Problem statement
Look for the word "loose" in the entries and copy each line where it appears.

--------------------------------

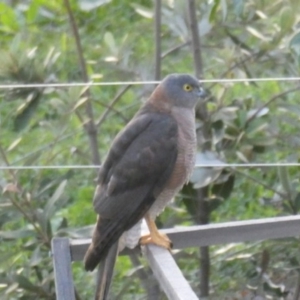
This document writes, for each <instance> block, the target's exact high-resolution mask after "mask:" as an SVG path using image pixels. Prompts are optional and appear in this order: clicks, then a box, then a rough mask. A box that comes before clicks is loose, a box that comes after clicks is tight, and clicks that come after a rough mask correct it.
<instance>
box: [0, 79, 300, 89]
mask: <svg viewBox="0 0 300 300" xmlns="http://www.w3.org/2000/svg"><path fill="white" fill-rule="evenodd" d="M266 81H300V77H278V78H276V77H272V78H232V79H230V78H223V79H203V80H201V82H202V83H229V82H231V83H234V82H266ZM158 83H160V81H155V80H150V81H114V82H71V83H32V84H1V85H0V89H16V88H19V89H22V88H47V87H74V86H82V87H86V86H110V85H142V84H158Z"/></svg>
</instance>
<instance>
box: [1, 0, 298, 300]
mask: <svg viewBox="0 0 300 300" xmlns="http://www.w3.org/2000/svg"><path fill="white" fill-rule="evenodd" d="M193 7H194V9H193ZM159 16H161V19H160V18H159ZM195 22H196V23H195ZM193 24H196V27H197V28H196V29H195V26H194V27H193ZM76 41H77V43H76ZM0 44H1V47H0V80H1V82H0V84H2V85H4V84H17V83H18V84H30V83H42V84H44V83H74V82H75V83H76V82H85V81H93V82H116V81H129V80H130V81H145V80H146V81H147V80H153V79H157V80H158V79H160V78H162V77H164V76H165V75H167V74H169V73H180V72H184V73H194V74H196V75H198V76H200V77H202V78H203V79H220V78H228V79H232V78H238V79H244V81H243V82H238V83H232V82H226V83H224V82H223V83H222V82H219V83H206V84H205V87H206V88H207V89H208V90H209V91H210V94H211V97H210V99H209V101H208V102H207V104H206V105H205V106H202V107H199V108H198V109H197V127H198V141H199V148H198V150H199V158H200V159H201V161H202V162H203V161H206V160H207V161H210V162H218V161H220V160H221V161H224V162H227V163H244V162H245V163H254V162H257V163H268V162H270V163H277V162H292V163H298V162H299V153H300V151H299V148H300V135H299V117H300V106H299V96H298V95H299V92H298V90H299V88H300V85H299V81H276V80H271V81H267V82H255V81H254V82H253V81H249V80H247V79H251V78H264V77H270V78H274V77H275V78H276V77H297V76H299V67H300V2H299V1H298V0H276V1H274V0H264V1H262V0H234V1H229V0H202V1H200V0H195V1H194V0H189V1H183V0H162V1H158V0H157V1H154V0H153V1H146V0H135V1H132V0H123V1H116V0H115V1H113V0H77V1H75V0H74V1H73V0H64V1H61V0H52V1H48V0H26V1H24V0H22V1H21V0H4V1H2V2H1V3H0ZM199 46H200V48H199ZM152 89H153V85H128V84H125V85H108V86H92V87H90V88H86V87H84V86H73V87H46V88H45V87H40V88H30V87H28V88H10V89H3V88H1V89H0V166H7V165H9V166H45V165H55V166H66V165H92V164H94V165H95V164H96V165H98V164H100V163H101V161H102V158H104V157H105V154H106V152H107V150H108V148H109V145H110V143H111V141H112V139H113V138H114V136H115V135H116V134H117V132H118V131H119V130H120V129H121V128H122V127H123V126H124V125H125V124H126V122H127V121H128V120H129V119H130V118H131V117H132V116H133V114H134V113H135V112H136V110H137V109H138V108H139V106H140V105H141V103H142V102H143V101H144V99H146V97H147V96H149V94H150V92H151V90H152ZM298 171H299V167H296V166H295V167H289V168H275V167H252V168H228V167H227V168H223V169H220V168H219V169H213V168H206V169H203V168H202V169H201V168H199V169H196V170H195V173H194V174H193V176H192V183H190V184H189V185H188V186H186V187H185V188H184V189H183V191H182V193H181V194H180V195H179V196H178V197H177V199H176V201H175V202H174V203H172V204H171V205H170V206H169V207H168V208H167V209H166V210H165V212H164V213H163V214H162V215H161V216H160V217H159V219H158V223H159V226H160V227H173V226H189V225H193V224H203V223H208V222H214V223H215V222H224V221H234V220H244V219H255V218H263V217H273V216H279V215H292V214H298V212H299V210H300V186H299V176H298ZM95 177H96V170H95V169H89V168H86V169H66V168H56V169H31V170H28V169H24V170H0V187H1V189H2V193H1V195H0V239H1V244H0V298H1V299H55V292H54V282H53V267H52V263H51V257H50V256H49V252H50V241H51V238H52V237H53V236H70V237H71V238H86V237H88V236H90V234H91V228H92V224H93V223H94V221H95V214H94V212H93V210H92V205H91V200H92V196H93V191H94V185H95V182H94V179H95ZM174 256H175V258H176V260H177V262H178V264H179V266H180V268H181V270H182V272H183V273H184V275H185V276H186V278H187V279H188V280H189V282H190V284H191V285H192V287H193V288H194V290H195V291H196V292H197V294H198V295H199V296H201V298H203V299H205V298H208V295H210V296H209V298H210V299H254V297H258V296H260V297H261V298H259V299H267V297H268V299H298V297H299V286H300V277H299V274H300V269H299V265H300V257H299V240H298V238H289V239H282V240H276V241H271V240H270V241H265V242H256V243H243V244H229V245H217V246H213V247H210V249H208V248H203V249H200V250H199V249H196V248H190V249H186V250H184V251H174ZM73 274H74V278H75V283H76V287H77V291H78V294H79V299H92V295H93V291H94V275H95V274H90V273H89V274H87V273H86V272H85V271H84V270H83V266H82V264H81V263H75V264H74V266H73ZM145 287H146V288H145ZM111 292H112V296H111V299H165V296H164V295H163V293H162V292H161V291H160V290H159V288H158V287H157V283H156V282H155V280H154V279H153V278H152V275H151V272H150V271H149V269H148V266H147V264H146V263H145V261H144V260H143V258H141V257H127V256H126V257H125V256H123V257H120V258H119V259H118V262H117V265H116V270H115V279H114V282H113V286H112V291H111ZM257 299H258V298H257Z"/></svg>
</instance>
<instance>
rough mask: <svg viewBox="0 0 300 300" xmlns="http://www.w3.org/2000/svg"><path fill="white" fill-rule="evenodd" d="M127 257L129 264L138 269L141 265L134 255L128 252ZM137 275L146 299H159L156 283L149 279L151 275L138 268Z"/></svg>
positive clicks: (132, 253)
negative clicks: (128, 259)
mask: <svg viewBox="0 0 300 300" xmlns="http://www.w3.org/2000/svg"><path fill="white" fill-rule="evenodd" d="M129 257H130V260H131V263H132V264H133V266H134V267H135V268H138V267H139V266H140V265H141V263H140V260H139V258H138V256H137V254H136V253H134V252H130V253H129ZM137 275H138V277H139V278H140V280H141V283H142V286H143V288H144V290H145V291H146V292H147V299H148V300H156V299H158V298H159V287H158V284H157V282H156V281H155V280H154V278H153V279H151V278H150V276H151V273H150V272H147V271H145V270H144V269H142V268H140V269H138V270H137Z"/></svg>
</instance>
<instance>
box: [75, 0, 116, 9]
mask: <svg viewBox="0 0 300 300" xmlns="http://www.w3.org/2000/svg"><path fill="white" fill-rule="evenodd" d="M109 2H111V0H79V7H80V9H81V10H83V11H91V10H93V9H96V8H98V7H100V6H102V5H104V4H107V3H109Z"/></svg>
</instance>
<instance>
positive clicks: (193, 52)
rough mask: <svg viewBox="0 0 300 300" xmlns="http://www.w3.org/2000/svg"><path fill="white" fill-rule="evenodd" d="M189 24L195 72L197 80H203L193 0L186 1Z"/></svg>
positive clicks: (198, 31) (194, 1)
mask: <svg viewBox="0 0 300 300" xmlns="http://www.w3.org/2000/svg"><path fill="white" fill-rule="evenodd" d="M188 10H189V22H190V24H189V25H190V30H191V36H192V50H193V56H194V64H195V72H196V76H197V77H198V78H200V79H201V78H203V65H202V57H201V44H200V37H199V30H198V22H197V15H196V5H195V1H194V0H189V1H188Z"/></svg>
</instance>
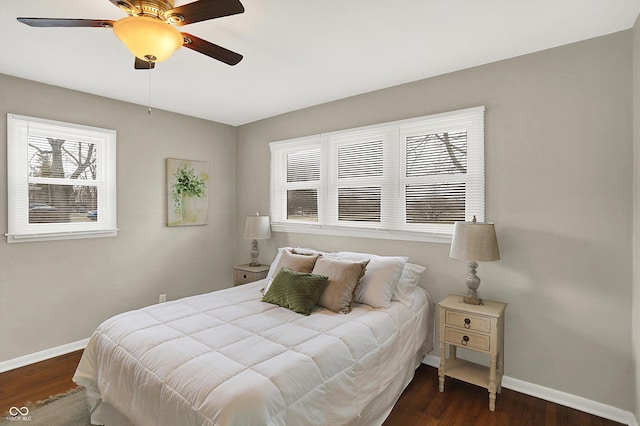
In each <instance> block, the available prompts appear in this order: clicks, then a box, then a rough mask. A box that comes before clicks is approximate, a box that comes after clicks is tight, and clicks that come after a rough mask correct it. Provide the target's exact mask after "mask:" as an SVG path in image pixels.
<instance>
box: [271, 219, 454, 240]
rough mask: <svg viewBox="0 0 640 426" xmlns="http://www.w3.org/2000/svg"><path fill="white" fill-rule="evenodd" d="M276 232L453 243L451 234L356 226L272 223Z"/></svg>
mask: <svg viewBox="0 0 640 426" xmlns="http://www.w3.org/2000/svg"><path fill="white" fill-rule="evenodd" d="M271 230H272V231H274V232H289V233H294V234H322V235H336V236H341V237H357V238H378V239H383V240H399V241H420V242H429V243H442V244H451V235H450V234H439V233H427V232H411V231H392V230H384V229H365V228H356V227H344V226H341V227H337V226H327V225H318V224H314V225H310V224H298V223H272V224H271Z"/></svg>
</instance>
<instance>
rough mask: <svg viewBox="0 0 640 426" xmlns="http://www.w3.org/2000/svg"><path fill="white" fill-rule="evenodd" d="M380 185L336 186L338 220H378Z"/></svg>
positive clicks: (379, 202)
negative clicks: (337, 197) (337, 194)
mask: <svg viewBox="0 0 640 426" xmlns="http://www.w3.org/2000/svg"><path fill="white" fill-rule="evenodd" d="M380 200H381V198H380V187H375V186H372V187H363V188H338V220H351V221H356V222H380Z"/></svg>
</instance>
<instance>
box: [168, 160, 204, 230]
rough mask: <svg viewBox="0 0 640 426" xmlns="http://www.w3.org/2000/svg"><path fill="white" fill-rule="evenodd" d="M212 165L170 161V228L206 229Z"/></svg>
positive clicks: (186, 161)
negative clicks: (211, 165) (197, 226)
mask: <svg viewBox="0 0 640 426" xmlns="http://www.w3.org/2000/svg"><path fill="white" fill-rule="evenodd" d="M208 183H209V163H205V162H202V161H189V160H176V159H173V158H168V159H167V202H168V210H167V225H168V226H185V225H206V224H207V210H208V207H209V202H208V196H207V192H208V186H207V185H208Z"/></svg>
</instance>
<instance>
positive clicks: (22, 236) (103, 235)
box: [5, 229, 118, 244]
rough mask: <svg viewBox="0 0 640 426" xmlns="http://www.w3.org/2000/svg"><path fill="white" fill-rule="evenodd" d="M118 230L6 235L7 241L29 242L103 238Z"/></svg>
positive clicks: (58, 240)
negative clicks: (92, 238)
mask: <svg viewBox="0 0 640 426" xmlns="http://www.w3.org/2000/svg"><path fill="white" fill-rule="evenodd" d="M117 235H118V230H117V229H113V230H105V231H86V232H57V233H49V234H29V235H27V234H22V235H21V234H18V235H9V234H5V236H6V237H7V243H9V244H12V243H30V242H34V241H60V240H77V239H81V238H105V237H116V236H117Z"/></svg>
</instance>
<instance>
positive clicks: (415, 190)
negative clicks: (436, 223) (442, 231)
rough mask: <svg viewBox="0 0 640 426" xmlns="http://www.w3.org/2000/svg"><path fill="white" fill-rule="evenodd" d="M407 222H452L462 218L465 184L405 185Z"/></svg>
mask: <svg viewBox="0 0 640 426" xmlns="http://www.w3.org/2000/svg"><path fill="white" fill-rule="evenodd" d="M406 197H407V219H406V220H407V223H453V222H455V221H463V220H464V204H465V184H464V183H436V184H425V185H407V187H406Z"/></svg>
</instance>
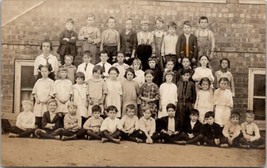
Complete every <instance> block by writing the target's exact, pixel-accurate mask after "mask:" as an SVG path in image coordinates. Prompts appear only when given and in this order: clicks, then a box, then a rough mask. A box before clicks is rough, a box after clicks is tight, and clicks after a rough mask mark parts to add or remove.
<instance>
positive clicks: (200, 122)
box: [184, 120, 203, 136]
mask: <svg viewBox="0 0 267 168" xmlns="http://www.w3.org/2000/svg"><path fill="white" fill-rule="evenodd" d="M202 126H203V125H202V124H201V122H199V121H198V120H197V122H196V124H195V125H194V127H193V129H192V128H191V124H190V121H187V122H186V123H185V127H184V132H185V133H186V134H187V133H190V134H192V133H193V135H195V136H197V135H199V134H201V133H202Z"/></svg>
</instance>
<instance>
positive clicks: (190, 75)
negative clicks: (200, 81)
mask: <svg viewBox="0 0 267 168" xmlns="http://www.w3.org/2000/svg"><path fill="white" fill-rule="evenodd" d="M186 73H189V74H190V76H191V70H190V69H183V70H182V71H181V75H184V74H186Z"/></svg>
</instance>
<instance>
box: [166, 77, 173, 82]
mask: <svg viewBox="0 0 267 168" xmlns="http://www.w3.org/2000/svg"><path fill="white" fill-rule="evenodd" d="M172 78H173V76H172V75H166V82H169V83H170V82H172Z"/></svg>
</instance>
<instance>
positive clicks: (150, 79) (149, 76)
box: [145, 73, 154, 83]
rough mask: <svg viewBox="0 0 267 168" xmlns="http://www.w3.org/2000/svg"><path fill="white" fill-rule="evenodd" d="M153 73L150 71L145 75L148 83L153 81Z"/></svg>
mask: <svg viewBox="0 0 267 168" xmlns="http://www.w3.org/2000/svg"><path fill="white" fill-rule="evenodd" d="M153 78H154V77H153V75H151V74H150V73H149V74H146V76H145V80H146V82H147V83H151V82H152V81H153Z"/></svg>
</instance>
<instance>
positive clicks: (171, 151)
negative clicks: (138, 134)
mask: <svg viewBox="0 0 267 168" xmlns="http://www.w3.org/2000/svg"><path fill="white" fill-rule="evenodd" d="M265 156H266V155H265V150H258V149H257V150H256V149H249V150H247V149H238V148H228V149H222V148H215V147H204V146H194V145H186V146H180V145H169V144H151V145H147V144H137V143H133V142H125V141H123V142H121V144H113V143H104V144H102V143H101V142H100V141H86V140H76V141H64V142H63V141H59V140H41V139H30V138H8V135H7V134H4V135H2V166H72V167H73V166H179V167H184V166H192V167H199V166H201V167H207V166H209V167H210V166H221V167H228V166H231V167H232V166H235V167H236V166H238V167H264V164H265Z"/></svg>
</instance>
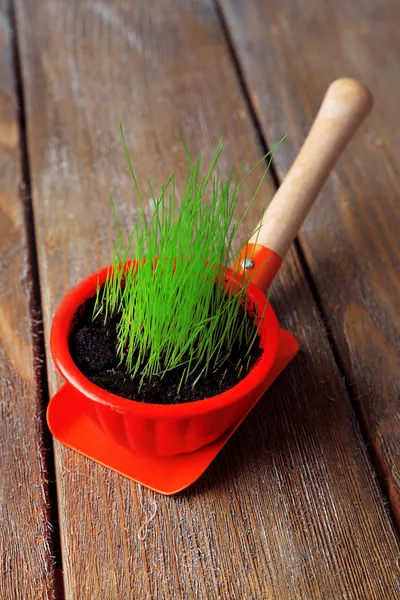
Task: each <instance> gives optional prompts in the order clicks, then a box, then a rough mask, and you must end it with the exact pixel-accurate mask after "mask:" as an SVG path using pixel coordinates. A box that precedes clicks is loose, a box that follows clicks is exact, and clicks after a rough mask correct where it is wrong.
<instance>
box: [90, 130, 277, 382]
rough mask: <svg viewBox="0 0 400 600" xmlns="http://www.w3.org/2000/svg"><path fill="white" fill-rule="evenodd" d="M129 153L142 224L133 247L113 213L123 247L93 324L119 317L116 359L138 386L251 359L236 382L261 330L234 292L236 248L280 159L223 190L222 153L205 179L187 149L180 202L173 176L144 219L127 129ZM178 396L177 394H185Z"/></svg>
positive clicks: (141, 203)
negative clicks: (257, 175)
mask: <svg viewBox="0 0 400 600" xmlns="http://www.w3.org/2000/svg"><path fill="white" fill-rule="evenodd" d="M120 131H121V138H122V144H123V148H124V152H125V156H126V159H127V162H128V166H129V170H130V173H131V176H132V181H133V185H134V188H135V191H136V195H137V199H138V216H137V220H136V223H135V226H134V228H133V230H132V231H131V233H130V235H129V237H128V238H127V239H126V237H125V234H124V232H123V231H122V230H121V228H120V226H119V223H118V219H117V216H116V213H115V208H114V204H113V202H112V198H111V202H112V206H113V215H114V220H115V224H116V229H117V235H118V239H117V241H116V243H115V244H114V260H113V265H112V268H110V269H109V272H108V276H107V280H106V282H105V285H104V286H103V287H102V288H101V289H100V288H99V289H98V292H97V298H96V305H95V312H94V315H93V318H98V317H99V316H100V315H102V316H103V318H104V320H105V321H107V320H108V319H109V318H110V317H112V316H114V315H118V316H119V322H118V326H117V354H118V356H119V359H120V362H121V363H124V364H125V366H126V369H127V371H128V372H129V373H130V375H131V377H132V378H136V377H140V380H141V382H143V381H144V380H145V379H151V378H152V377H153V376H155V375H157V376H159V377H162V376H163V375H164V374H165V373H166V372H167V371H171V370H174V369H177V368H178V367H179V368H180V369H181V373H182V375H181V382H180V386H181V385H182V383H186V382H187V381H188V379H189V378H191V379H190V380H191V381H192V382H193V385H195V384H196V382H197V381H198V380H199V378H200V377H202V376H204V375H206V374H207V372H208V371H209V370H210V369H217V368H218V367H221V366H222V365H223V364H224V362H225V361H228V360H230V357H231V352H232V348H233V347H235V346H236V347H240V348H242V349H243V357H242V359H241V360H240V361H239V363H238V364H237V369H238V374H240V373H241V371H242V370H243V369H245V368H246V364H247V359H248V357H249V353H250V350H251V347H252V345H253V344H254V342H255V340H256V338H257V328H255V327H254V325H253V323H250V322H249V319H246V318H244V312H243V311H244V308H243V306H244V305H245V303H246V300H247V292H248V282H247V281H246V280H245V279H244V278H243V280H242V281H241V282H240V285H230V284H229V283H228V285H227V284H226V270H227V268H228V267H229V265H231V264H232V260H233V258H234V257H233V256H232V255H231V245H232V240H233V238H234V236H235V234H236V232H237V230H238V228H239V226H240V224H241V222H242V220H243V219H244V217H245V216H246V214H247V212H248V210H249V209H250V207H251V205H252V203H253V202H254V200H255V198H256V196H257V194H258V191H259V189H260V187H261V185H262V182H263V180H264V177H265V175H266V173H267V170H268V167H269V164H270V162H271V159H272V153H273V150H274V149H272V150H271V151H270V152H269V153H268V154H267V155H266V156H265V157H263V158H262V159H261V160H260V161H259V163H257V165H255V167H253V169H252V170H251V171H250V172H249V173H248V174H247V175H246V176H245V177H244V178H243V179H241V175H240V173H239V176H238V177H236V178H235V179H234V178H233V173H231V175H230V176H229V177H228V179H227V180H226V181H222V180H221V178H220V176H219V174H218V173H217V171H216V166H217V162H218V159H219V157H220V155H221V152H222V144H221V141H220V142H219V143H218V145H217V148H216V150H215V153H214V156H213V158H212V161H211V164H210V166H209V168H208V170H207V171H206V173H205V174H204V175H202V174H201V161H200V157H199V158H197V160H196V161H193V160H192V158H191V156H190V154H189V152H188V150H187V148H186V146H185V144H184V142H183V146H184V149H185V152H186V157H187V169H186V177H185V182H184V186H183V190H182V193H181V201H180V203H178V201H177V193H176V187H175V176H174V175H171V177H170V178H169V180H168V181H167V183H166V184H165V185H164V186H163V188H162V190H161V193H160V195H159V196H156V195H155V194H154V192H153V188H152V186H151V185H150V194H151V198H152V202H153V212H152V215H151V217H150V218H149V219H147V218H146V215H145V210H144V205H143V202H142V197H141V192H140V190H139V186H138V183H137V179H136V176H135V173H134V170H133V167H132V163H131V160H130V157H129V154H128V151H127V147H126V144H125V139H124V134H123V130H122V127H121V126H120ZM267 157H269V163H268V165H267V167H266V169H265V171H264V174H263V176H262V179H261V181H260V184H259V186H258V188H257V190H256V193H255V195H254V197H253V199H252V201H251V203H250V205H249V207H248V208H247V209H246V211H244V213H243V214H242V216H241V217H240V219H239V220H238V221H235V219H234V214H235V209H236V208H237V205H238V202H239V200H240V198H241V192H242V189H243V186H244V184H245V182H246V180H247V178H248V177H249V175H250V174H251V173H252V171H253V170H254V169H255V168H256V167H257V166H258V165H259V164H260V163H261V162H262V161H264V160H265V158H267ZM180 386H179V387H180Z"/></svg>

--------------------------------

Answer section
This document writes, for each <instance> block, the target's exact high-resolution mask after "mask:" as an SVG path using image pixels. Prompts are optional and appear in this order: clicks, then a box, then a rough mask. A box that comes before clicks is loose, a box that comes after clicks is tight, and clicks that come after a rough mask correct it.
Task: each <instance> gives optional prompts in the order clicks, then a box, then a rough mask, and you must end it with the exact pixel-accurate mask after "mask:" as an SVG path using pixel coordinates. A box that precedes clicks is loose, a box that follows clicks is exact, and clicks after a rough mask correct where it is wrong.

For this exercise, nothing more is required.